(Rows from a pointing dataset)
──────────

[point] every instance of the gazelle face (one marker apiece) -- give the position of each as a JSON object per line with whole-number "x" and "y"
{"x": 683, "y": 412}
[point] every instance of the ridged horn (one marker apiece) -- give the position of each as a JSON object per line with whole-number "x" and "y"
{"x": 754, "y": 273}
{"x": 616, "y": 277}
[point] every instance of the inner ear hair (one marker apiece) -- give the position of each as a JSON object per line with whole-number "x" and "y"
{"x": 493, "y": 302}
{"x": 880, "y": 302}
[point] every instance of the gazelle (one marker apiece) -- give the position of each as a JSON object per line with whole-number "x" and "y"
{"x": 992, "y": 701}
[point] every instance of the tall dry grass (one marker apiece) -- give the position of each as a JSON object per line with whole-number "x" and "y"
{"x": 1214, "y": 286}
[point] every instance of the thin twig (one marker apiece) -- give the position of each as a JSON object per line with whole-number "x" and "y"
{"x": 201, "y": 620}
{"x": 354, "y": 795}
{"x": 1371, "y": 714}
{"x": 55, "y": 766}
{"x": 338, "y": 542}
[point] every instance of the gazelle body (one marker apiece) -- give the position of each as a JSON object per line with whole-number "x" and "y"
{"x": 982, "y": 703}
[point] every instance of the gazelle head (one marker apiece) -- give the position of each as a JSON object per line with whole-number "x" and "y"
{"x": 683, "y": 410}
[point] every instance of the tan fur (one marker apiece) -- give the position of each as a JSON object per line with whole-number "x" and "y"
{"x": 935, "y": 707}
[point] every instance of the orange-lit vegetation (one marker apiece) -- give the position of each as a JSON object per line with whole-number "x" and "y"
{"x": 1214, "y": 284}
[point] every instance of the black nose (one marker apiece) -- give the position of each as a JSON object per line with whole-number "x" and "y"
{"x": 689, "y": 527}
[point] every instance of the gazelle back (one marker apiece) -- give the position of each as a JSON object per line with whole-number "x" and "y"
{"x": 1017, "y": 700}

──────────

Please extract exactly, and only, the lines from the line containing "[point] every instance of the gazelle body" through the last line of the records.

▶ SOLUTION:
[point] every instance of the gazelle body (one marker apiece) -- give the position of each as a JSON object per line with whole-number "x" and "y"
{"x": 982, "y": 703}
[point] every instance of the gazelle head (one marker apiece) -- give the position of each as a JSON object per line with whole-number "x" and "y"
{"x": 683, "y": 410}
[point] every instance of the tan fur (one marker apiece) -- give the position of each as a JSON object per line with whole-number "x" and "y"
{"x": 935, "y": 707}
[point] every instance of the orange-lit vegetation (one marker apiece) -- give the position of each as a JSON object per line with whole-number "x" and "y"
{"x": 1214, "y": 284}
[point] every instance of the black nose (one marker apiece) -- give the position of each as a JSON object per line with whole-number "x" and "y"
{"x": 689, "y": 527}
[point] every instance of the gazelle back (one marker apiece) -- give the position of each as a JSON object per line with whole-number "x" and "y"
{"x": 1017, "y": 700}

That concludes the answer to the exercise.